**Your objective:** Copy the listing below word for word, every line included.

━━━━━ Dataset rows

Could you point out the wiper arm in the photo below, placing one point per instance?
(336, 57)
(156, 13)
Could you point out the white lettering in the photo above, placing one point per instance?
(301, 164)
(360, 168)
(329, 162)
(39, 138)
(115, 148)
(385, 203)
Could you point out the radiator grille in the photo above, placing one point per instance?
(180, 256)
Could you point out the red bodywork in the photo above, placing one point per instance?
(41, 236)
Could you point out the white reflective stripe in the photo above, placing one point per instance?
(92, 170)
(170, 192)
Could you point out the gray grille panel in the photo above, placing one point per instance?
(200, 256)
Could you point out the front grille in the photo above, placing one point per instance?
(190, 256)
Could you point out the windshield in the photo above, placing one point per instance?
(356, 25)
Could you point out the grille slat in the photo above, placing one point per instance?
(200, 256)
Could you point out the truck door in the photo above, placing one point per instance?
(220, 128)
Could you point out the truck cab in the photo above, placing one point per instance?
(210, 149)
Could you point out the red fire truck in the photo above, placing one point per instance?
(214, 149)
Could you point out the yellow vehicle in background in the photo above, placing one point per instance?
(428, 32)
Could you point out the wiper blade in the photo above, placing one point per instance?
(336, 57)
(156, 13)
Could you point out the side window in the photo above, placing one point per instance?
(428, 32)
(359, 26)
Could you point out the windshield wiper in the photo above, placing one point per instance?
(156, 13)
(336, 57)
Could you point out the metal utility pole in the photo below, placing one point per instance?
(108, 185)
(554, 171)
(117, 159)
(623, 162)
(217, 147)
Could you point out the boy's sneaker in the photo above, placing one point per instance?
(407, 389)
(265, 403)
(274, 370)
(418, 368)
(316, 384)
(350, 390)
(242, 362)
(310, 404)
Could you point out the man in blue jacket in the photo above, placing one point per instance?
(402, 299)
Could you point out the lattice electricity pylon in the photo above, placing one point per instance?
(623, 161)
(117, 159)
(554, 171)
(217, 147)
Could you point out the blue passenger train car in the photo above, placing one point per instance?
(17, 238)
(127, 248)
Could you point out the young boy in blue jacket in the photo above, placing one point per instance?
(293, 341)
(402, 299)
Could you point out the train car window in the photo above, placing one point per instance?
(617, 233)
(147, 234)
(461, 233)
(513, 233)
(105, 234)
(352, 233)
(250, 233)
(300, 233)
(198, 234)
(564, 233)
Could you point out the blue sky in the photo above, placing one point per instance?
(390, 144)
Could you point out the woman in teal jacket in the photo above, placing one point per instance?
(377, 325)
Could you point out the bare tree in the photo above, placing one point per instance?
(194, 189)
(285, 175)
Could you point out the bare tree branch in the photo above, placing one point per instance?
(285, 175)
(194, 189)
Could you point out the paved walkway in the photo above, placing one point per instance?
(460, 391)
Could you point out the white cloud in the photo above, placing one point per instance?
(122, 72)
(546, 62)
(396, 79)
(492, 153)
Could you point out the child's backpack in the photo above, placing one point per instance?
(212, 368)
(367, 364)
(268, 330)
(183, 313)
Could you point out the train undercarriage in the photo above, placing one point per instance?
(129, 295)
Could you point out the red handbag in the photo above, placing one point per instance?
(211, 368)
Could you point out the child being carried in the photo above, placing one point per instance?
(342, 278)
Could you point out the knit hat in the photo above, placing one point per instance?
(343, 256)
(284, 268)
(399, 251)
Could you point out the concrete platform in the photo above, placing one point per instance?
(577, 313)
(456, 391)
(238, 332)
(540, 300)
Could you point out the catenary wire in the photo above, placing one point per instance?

━━━━━━━━━━

**Response:**
Could you point out the wiper arm in the photo below, placing one point per instance?
(336, 57)
(156, 13)
Could you point out the white lettering in the photo above, placing one point per instance?
(301, 164)
(360, 168)
(329, 162)
(39, 138)
(115, 148)
(385, 203)
Could you point out the radiator grille in the photo above, placing one point per instance?
(180, 256)
Could you point out the red bodywork in the photo above, placing one point per instance?
(41, 236)
Could you point out the white reflective stripe in the photo above, placing one point per instance?
(92, 170)
(170, 192)
Could you point out the gray grille panel in the photo above, placing one point per instance?
(200, 256)
Could you point out the front grille in the photo above, placing one point per instance?
(190, 256)
Could you point out the windshield in the photo above, placing one point per instance?
(356, 25)
Could you point out the grille slat in the photo above, placing one point per instance?
(200, 256)
Could you point out the truck door in the photo above, placing one point per instance?
(220, 128)
Could you point out the truck cab in the photo above, placing one point per instance?
(210, 149)
Could you point out the red fire truck in the photo above, placing one point per instance?
(214, 149)
Could you point out the yellow vehicle in background in the photo above, placing one point per instance?
(428, 32)
Could you point out the wiper blade in the photo above, placing one point per instance?
(336, 57)
(156, 13)
Could you point out the side window in the photo above, placing one point per instance?
(428, 32)
(359, 26)
Could you point out the windshield wiper in the photo above, placing one point per instance?
(156, 13)
(336, 57)
Could you point out the metal utility pole in the photo below, placing one point per instance?
(108, 185)
(554, 171)
(117, 159)
(623, 162)
(217, 147)
Could you point out the boy's sneaker in the photo above, placing one point per instance?
(407, 389)
(265, 403)
(274, 370)
(418, 368)
(316, 384)
(350, 390)
(242, 362)
(310, 404)
Could you point out the man in blue jacket in the photo above, placing one point per instance?
(402, 299)
Could you point out the lattice electricity pylon in the photo above, placing one point per instance?
(623, 161)
(117, 159)
(554, 171)
(217, 147)
Could you point out the blue passenger train car in the photo above, placing one point per instance?
(17, 238)
(127, 248)
Could you point out the young boy in blue jacket in the photo above, placing one point per instance?
(293, 341)
(402, 299)
Could you point out the train car window in the photo above, placing one point per instance?
(617, 233)
(147, 234)
(461, 233)
(513, 233)
(105, 234)
(352, 233)
(250, 233)
(300, 233)
(198, 234)
(564, 233)
Could you point out the blue sky in the photo above, placing one point per instance?
(390, 144)
Could you point out the woman in teal jacket in the photo above, placing one point per instance?
(377, 325)
Could you point out the bare tree in the photo above, placing one point per instance?
(194, 189)
(285, 175)
Could you point out the bare tree branch in the photo above, placing one point per instance?
(285, 175)
(194, 189)
Could you point out the paved walkway in the photo above, placing one point per instance?
(460, 391)
Could you point out the white cloud in the photo above, placing one point per instance?
(122, 72)
(546, 62)
(396, 79)
(492, 153)
Could you point out the child's backpack in the photo above, placing one point per instance?
(212, 368)
(367, 364)
(268, 330)
(183, 313)
Could you point out the train undercarriage in the photo above, placing one point per instance?
(129, 295)
Could you point out the red handbag in the photo above, placing one point per instance?
(211, 368)
Could you point out the child being carried in the photo above, placing one point per instance?
(342, 278)
Could you point out the knit hat in the photo above, placing one point per instance?
(343, 256)
(284, 268)
(399, 251)
Could you point out the concrete platform in the photo above, placing one point per instance?
(577, 313)
(456, 391)
(238, 332)
(540, 300)
Could you point out the catenary wire in the photo above, placing one point per instance?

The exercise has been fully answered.